**Directions for this task**
If a line of the records contains the word "film", list it.

(Record set Opens)

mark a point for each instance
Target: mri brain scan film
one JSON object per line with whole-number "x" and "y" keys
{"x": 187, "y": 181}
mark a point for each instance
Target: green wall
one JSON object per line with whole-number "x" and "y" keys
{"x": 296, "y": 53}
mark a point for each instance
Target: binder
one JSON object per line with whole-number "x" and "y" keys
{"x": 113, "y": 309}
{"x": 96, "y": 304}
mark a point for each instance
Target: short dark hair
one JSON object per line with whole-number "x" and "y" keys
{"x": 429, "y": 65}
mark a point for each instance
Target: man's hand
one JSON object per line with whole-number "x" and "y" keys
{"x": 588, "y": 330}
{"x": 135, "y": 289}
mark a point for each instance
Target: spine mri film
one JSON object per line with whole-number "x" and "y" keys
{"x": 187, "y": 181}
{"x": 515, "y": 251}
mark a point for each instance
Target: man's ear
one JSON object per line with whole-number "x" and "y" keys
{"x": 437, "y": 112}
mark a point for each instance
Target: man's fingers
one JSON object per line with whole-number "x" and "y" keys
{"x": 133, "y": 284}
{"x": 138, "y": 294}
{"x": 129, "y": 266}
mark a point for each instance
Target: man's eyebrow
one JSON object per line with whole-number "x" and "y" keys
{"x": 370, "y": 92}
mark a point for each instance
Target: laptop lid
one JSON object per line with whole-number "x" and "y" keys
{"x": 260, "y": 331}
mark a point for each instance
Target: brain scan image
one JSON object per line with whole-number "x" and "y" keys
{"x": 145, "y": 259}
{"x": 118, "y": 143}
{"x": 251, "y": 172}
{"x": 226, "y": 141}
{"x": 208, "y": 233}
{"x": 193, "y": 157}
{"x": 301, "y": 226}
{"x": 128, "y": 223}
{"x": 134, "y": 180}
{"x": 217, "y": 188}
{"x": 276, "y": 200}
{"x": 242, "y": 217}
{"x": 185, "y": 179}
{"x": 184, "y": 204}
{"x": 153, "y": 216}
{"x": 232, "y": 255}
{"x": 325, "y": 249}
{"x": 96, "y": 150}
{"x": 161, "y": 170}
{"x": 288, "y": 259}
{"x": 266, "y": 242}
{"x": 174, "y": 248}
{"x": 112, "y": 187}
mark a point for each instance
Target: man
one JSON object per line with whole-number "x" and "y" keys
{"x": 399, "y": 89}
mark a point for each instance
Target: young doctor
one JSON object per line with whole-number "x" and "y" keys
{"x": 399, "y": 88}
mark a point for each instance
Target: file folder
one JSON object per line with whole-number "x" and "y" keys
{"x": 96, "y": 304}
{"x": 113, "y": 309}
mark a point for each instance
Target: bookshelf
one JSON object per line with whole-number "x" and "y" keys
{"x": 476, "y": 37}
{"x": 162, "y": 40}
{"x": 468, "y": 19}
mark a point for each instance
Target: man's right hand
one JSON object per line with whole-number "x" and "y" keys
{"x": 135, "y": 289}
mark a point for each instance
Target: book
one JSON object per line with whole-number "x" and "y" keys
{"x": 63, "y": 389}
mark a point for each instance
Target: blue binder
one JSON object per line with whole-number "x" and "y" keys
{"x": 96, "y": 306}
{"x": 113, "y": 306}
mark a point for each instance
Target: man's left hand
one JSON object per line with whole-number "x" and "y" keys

(Record set Closes)

**Answer**
Target: mri brain scan film
Target: spine mri film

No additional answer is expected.